> Exercise requirements
Please report each line in the data below that contains the word "white", copying every such line in full. Case counts.

--- Start Provided records ---

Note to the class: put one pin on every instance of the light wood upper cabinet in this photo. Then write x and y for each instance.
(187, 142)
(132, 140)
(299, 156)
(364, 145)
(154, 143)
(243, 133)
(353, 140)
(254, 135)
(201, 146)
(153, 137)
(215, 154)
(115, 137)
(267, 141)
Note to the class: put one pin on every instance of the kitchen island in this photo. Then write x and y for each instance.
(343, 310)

--- End Provided records ---
--- Start Provided records ---

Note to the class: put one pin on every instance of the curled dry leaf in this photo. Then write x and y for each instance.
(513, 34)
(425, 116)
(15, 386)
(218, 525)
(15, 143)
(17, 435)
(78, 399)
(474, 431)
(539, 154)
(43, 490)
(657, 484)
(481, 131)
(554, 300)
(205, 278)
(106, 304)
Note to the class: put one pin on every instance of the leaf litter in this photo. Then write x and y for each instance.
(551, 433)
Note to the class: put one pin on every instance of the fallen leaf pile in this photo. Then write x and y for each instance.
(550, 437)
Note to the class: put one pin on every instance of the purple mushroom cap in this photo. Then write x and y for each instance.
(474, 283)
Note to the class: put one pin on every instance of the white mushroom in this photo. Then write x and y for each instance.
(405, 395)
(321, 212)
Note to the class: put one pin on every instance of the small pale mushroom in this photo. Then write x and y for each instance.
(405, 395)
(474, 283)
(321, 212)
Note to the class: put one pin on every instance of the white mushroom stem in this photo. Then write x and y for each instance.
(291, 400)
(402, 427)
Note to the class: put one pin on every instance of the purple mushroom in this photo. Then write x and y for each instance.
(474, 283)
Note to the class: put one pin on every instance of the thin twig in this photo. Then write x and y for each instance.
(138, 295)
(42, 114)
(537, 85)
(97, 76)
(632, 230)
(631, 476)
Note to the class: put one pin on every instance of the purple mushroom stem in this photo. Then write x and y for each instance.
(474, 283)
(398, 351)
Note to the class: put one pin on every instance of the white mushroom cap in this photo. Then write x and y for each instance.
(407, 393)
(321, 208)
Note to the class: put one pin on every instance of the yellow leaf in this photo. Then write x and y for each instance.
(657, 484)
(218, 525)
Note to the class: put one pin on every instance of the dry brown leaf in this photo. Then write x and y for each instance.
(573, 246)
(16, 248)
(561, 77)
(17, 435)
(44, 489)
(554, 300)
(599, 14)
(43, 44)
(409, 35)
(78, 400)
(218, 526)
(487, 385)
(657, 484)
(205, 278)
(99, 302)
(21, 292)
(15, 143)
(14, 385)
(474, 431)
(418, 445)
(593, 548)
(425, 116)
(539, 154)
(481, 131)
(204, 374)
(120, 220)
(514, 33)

--- End Provided records ---

> Answer to this exercise
Note to the class: put one pin on every instance of the white mushroom in this photo. Then write x and y for each instance.
Note to the class: put one pin on every instance of the white mushroom stem in this photo. Then write x and y for each instance.
Note to the class: put one pin on every instance of the white mushroom cap in this photo. Then write x and y for each instance.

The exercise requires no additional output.